■ **WHAT YOU NEED TO DO**
Please rewrite every line of the material below except the pictures, keeping the wording as is but multiplying each x and y coordinate in the answers by 0.9 and rounding the result to a whole number, with halves rounded up.

* * * *

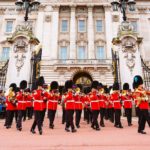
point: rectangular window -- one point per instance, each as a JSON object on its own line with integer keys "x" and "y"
{"x": 135, "y": 26}
{"x": 64, "y": 26}
{"x": 100, "y": 54}
{"x": 9, "y": 26}
{"x": 81, "y": 52}
{"x": 81, "y": 26}
{"x": 5, "y": 53}
{"x": 63, "y": 53}
{"x": 99, "y": 26}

* * * *

■ **EXERCISE RESPONSE**
point: rectangular window -- one point per instance, each as a JSON object on its own line with integer keys "x" and "y"
{"x": 122, "y": 23}
{"x": 58, "y": 23}
{"x": 90, "y": 49}
{"x": 8, "y": 23}
{"x": 73, "y": 47}
{"x": 73, "y": 23}
{"x": 5, "y": 48}
{"x": 57, "y": 48}
{"x": 89, "y": 23}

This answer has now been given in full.